■ What you should do ■
Switch "faucet" to "tap" in the data below, from the line containing "In the picture below, where can the sink" through the end. Return only those lines, with nothing else changed.

■ Data excerpts ■
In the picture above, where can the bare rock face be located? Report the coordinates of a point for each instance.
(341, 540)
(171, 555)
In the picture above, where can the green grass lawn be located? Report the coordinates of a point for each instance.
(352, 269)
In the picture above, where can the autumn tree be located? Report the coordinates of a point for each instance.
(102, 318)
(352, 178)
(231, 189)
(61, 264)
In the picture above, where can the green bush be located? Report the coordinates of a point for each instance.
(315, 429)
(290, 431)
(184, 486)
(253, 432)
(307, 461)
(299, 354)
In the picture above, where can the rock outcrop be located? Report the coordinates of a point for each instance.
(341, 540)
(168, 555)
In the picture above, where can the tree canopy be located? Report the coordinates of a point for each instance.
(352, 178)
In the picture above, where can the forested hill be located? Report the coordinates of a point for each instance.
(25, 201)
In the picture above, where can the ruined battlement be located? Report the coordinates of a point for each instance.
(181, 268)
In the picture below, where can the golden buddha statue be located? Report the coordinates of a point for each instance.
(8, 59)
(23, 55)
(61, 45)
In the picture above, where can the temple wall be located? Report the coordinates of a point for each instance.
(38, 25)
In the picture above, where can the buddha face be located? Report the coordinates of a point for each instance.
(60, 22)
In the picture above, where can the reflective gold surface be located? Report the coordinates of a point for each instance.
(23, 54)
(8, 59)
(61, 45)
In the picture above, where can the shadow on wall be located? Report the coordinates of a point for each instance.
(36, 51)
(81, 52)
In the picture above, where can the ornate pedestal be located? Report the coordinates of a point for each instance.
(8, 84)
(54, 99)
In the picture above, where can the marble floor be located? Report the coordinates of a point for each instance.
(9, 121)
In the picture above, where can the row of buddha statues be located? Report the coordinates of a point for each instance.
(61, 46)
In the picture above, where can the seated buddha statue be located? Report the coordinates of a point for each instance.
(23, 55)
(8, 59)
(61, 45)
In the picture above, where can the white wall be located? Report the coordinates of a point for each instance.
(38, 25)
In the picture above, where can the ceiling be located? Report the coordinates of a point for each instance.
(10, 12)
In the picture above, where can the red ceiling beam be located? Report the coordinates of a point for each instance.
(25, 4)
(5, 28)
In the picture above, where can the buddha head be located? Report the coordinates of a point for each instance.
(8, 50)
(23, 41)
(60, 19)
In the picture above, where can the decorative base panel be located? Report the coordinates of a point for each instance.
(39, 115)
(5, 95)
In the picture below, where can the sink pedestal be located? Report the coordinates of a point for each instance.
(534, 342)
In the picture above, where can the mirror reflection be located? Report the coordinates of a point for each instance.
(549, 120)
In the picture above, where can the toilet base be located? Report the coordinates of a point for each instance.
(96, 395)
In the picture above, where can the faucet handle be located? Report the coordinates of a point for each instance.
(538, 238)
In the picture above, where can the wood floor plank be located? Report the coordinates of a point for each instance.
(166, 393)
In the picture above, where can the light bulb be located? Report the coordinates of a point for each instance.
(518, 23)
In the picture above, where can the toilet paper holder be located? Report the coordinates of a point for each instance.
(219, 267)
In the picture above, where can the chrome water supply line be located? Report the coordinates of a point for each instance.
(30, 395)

■ Task output ■
In the picture below, where can the sink pedestal be located? Report the coordinates of a point for each instance.
(534, 342)
In the picture above, where can the mirror reflection be located? Report the coordinates of a point for each instance.
(549, 120)
In the picture above, where can the toilet base be located? Report the coordinates of a point for each instance.
(96, 395)
In the picture above, where can the tap handle be located? Report the coordinates of a point for each instance.
(538, 238)
In the picture above, where can the wood floor plank be located? Report the coordinates of a point for each instance.
(166, 393)
In the picture above, where can the light bulb be located? Report the coordinates of a point for each instance.
(518, 23)
In the picture above, where can the toilet paper holder be located? Report the coordinates of a point for each instance.
(219, 267)
In the picture above, where can the chrome water supply line be located? Report the coordinates of a point for each instance.
(30, 395)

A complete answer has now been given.